Data for this exercise.
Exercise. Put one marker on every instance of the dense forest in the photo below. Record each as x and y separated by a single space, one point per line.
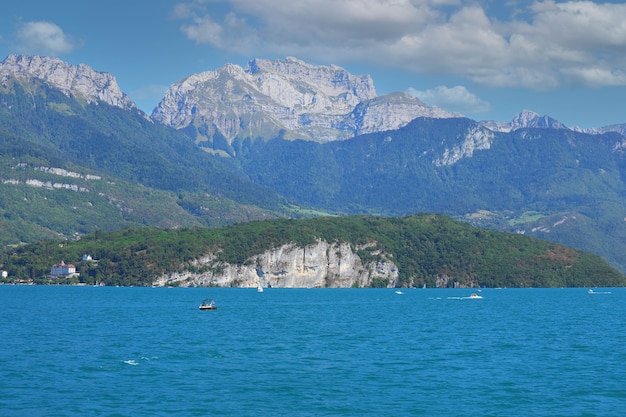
423 247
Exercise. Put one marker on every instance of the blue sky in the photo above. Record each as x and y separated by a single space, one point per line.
487 59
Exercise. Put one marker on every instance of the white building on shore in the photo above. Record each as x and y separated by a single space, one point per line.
63 270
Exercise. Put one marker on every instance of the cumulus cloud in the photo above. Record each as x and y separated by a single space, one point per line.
456 98
539 45
44 38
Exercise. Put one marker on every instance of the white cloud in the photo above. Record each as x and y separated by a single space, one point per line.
539 45
456 98
44 38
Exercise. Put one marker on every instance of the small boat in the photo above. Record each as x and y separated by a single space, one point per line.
208 304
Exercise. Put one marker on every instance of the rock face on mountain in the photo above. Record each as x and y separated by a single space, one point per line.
80 81
322 265
527 119
287 98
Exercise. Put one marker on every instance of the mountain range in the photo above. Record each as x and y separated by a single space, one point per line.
284 138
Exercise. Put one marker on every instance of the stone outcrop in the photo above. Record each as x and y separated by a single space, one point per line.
321 265
287 98
73 80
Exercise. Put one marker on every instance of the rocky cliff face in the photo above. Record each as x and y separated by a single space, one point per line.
74 80
285 97
322 265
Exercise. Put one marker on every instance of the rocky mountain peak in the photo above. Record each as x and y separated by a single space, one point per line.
78 80
528 118
287 97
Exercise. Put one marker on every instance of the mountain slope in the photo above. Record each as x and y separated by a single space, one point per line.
458 167
426 249
283 97
149 174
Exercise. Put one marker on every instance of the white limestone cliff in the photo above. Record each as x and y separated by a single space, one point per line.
73 80
290 97
321 265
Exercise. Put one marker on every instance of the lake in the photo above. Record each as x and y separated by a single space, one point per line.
106 351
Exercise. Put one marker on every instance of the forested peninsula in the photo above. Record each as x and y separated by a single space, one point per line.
359 251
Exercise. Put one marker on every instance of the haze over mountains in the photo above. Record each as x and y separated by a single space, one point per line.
279 138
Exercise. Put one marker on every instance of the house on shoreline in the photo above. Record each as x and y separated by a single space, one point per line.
63 270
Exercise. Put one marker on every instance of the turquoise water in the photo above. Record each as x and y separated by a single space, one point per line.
84 351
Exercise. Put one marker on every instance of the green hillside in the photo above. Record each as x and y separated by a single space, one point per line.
424 247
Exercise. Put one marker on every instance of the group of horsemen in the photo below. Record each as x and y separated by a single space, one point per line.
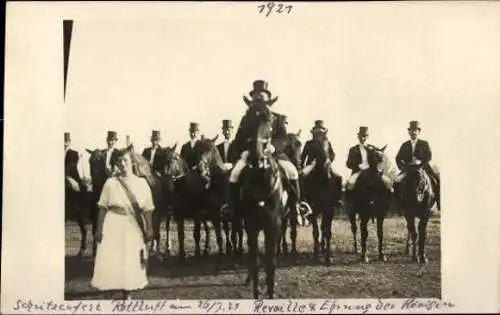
234 154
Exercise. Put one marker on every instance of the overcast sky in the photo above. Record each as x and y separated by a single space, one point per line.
380 69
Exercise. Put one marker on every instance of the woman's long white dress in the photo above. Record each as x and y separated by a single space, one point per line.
118 261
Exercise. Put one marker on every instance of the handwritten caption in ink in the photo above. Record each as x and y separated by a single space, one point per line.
327 306
274 8
337 307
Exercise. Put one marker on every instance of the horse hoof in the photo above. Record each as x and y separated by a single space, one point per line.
423 259
365 259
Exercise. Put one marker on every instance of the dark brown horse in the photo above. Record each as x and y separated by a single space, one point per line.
323 192
262 193
370 200
189 195
418 198
291 148
77 209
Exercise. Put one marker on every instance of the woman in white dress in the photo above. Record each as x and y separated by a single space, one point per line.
121 251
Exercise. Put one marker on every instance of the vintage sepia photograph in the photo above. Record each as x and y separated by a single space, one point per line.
255 157
213 164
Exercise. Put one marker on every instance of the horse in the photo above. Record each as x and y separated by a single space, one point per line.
77 208
291 148
263 197
370 200
418 198
216 179
187 189
323 192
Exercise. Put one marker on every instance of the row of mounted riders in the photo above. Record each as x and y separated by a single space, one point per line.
202 195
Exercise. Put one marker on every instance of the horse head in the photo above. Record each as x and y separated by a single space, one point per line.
209 159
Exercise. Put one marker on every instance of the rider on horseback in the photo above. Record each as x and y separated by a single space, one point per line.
416 152
260 94
358 161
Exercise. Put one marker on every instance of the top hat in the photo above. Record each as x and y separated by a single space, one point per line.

What the task asks. Rewrite every entry above, substituting "dot" for each occurrence of "marker" and keeping everything else the same. Omit the pictures.

Full output.
Exercise. Put one dot on every instance of the dense forest in the photo below. Record each as x and y separated by a single space, one point per line.
423 247
Exercise. Put one dot on every instance of the blue sky in the photo above. Record each as x and y separated by a single space, one point per line.
487 59
Exercise. Put one dot on every instance of the white building on shore in the photo above. Record each as x and y separated by a single space, one point per line.
63 270
Exercise. Put one dot on every instance of the cumulus cloud in the photo above. Record each as x and y separated by a single space, one point per line.
456 98
539 45
44 38
Exercise. Put one dot on every instance of the white cloud in the photo above. Record each as x and y separated by a single space, one point per line.
539 45
456 98
44 38
Exercise. Put one dot on every instance of the small boat in the photo above. Record each as x and y separated by a single space, one point per line.
208 304
Exercise. Put one dot on every instance of the rock face on mountain in the photo above. Record each as x and y separated by a single space, one point per line.
80 81
322 265
527 119
287 98
Exercise. Put one dot on every instance of the mountain range in the photo above. Record each as x and y separated by a single space, one point per line.
284 138
Exercise. Put one dot on every instance of the stone outcrop in the photo above. Record each as x and y separated by a single space, one point per line.
321 265
287 98
73 80
Exercise. Put one dot on every instance of the rocky cliff face in the photo above. Record each as x and y separated by a single space, one point per line.
74 80
285 97
322 265
Exercise. Put one dot on every instance of the rocky mountain peak in the photo above. Record each as x and y separated by a single space, one point per line.
78 80
528 118
287 97
Exercise. Put one dot on every instance of the mountain slope in the photo above. Record each as x and y separated by a single space, one point per line.
458 167
426 249
283 97
149 174
Exercise. Put one dot on every instance of the white limestone cliff in the photo above. Record each as x and y separated by a single space, one point per line.
73 80
290 97
321 265
Exercise. Put one dot on every instance of the lake in the photo above. Record each as x and y separated by a single space, one point per line.
106 351
Exercise. Put one dot on every instance of the forested peninsula in the photo above. Record each as x and y separated by a single space, one point per line.
359 251
Exercise. Put one dot on every instance of the haze over mountains in the photo above. Record each as x and y separated by a single space, one point per line.
279 138
Exercise. Put one dot on every instance of the house on shoreline in the photo above. Record each as x and y separated by a single space, one point per line.
63 270
Exercise. Put one dot on every instance of the turquoise water in the photo above. Record each as x and y separated by a single space, one point per line.
84 351
Exercise. Put one dot on every instance of the green hillside in the photo above. Record each as x and y separated by a single space, one point per line.
424 247
Exercise. Put one dot on every instance of the group of horsemen in the photo below. Record each as x and y separated by a single space, one point per line.
234 154
Exercise. Put one dot on every instance of the overcast sky in the photo above. Record each as x and y separated by a single space, one point per line.
380 69
Exercise. Put one dot on every instance of the woman's long white dress in the photo above. Record each as x and y separated by a single space, one point per line.
118 261
Exercise. Put one dot on every instance of the handwritten caption in ink in the photo above. Record each as x and y separated by a single space, one point per line.
327 306
274 8
337 307
Exercise. Put one dot on every instance of the horse hoof in the photo above. Record each as x and y separated by a single space, one point per line.
423 259
365 259
Exercise. Put one dot on every instance of the dark brown horse in the photo above. Record each as x and y separated by a single space, one point per line.
323 192
262 193
370 200
189 195
418 198
291 148
77 209
Exercise. Put one dot on every instance of the woman in white dress in the photo above. Record each as x and y separated by a single space, one point per line.
121 251
Exercise. Put one dot on every instance of the vintage sepia photograph in the photo above. Record each as x and y separated by a single space, one point per line.
255 157
213 164
Exercise. Put one dot on every instance of the horse in the photo above. Record each as x and y separated by a single space, one point per line.
77 208
291 148
263 197
370 200
418 198
216 179
187 189
323 192
Exercise. Put one dot on every instance of the row of mounted riders in the photo above. Record each as x and y separated by a single space, one point per line.
202 195
Exercise. Put one dot on every instance of the horse head in the photo above. Record each as x and y separated by a single space, one point per line.
209 159
Exercise. Put one dot on every instance of the rider on horseback in the photo above. Record each as x and y separated by a single space, one point per line.
416 152
260 94
358 161
Exercise. Put one dot on every instance of the top hat in the photo above. Record each as x and y separated by a single space, one point per line.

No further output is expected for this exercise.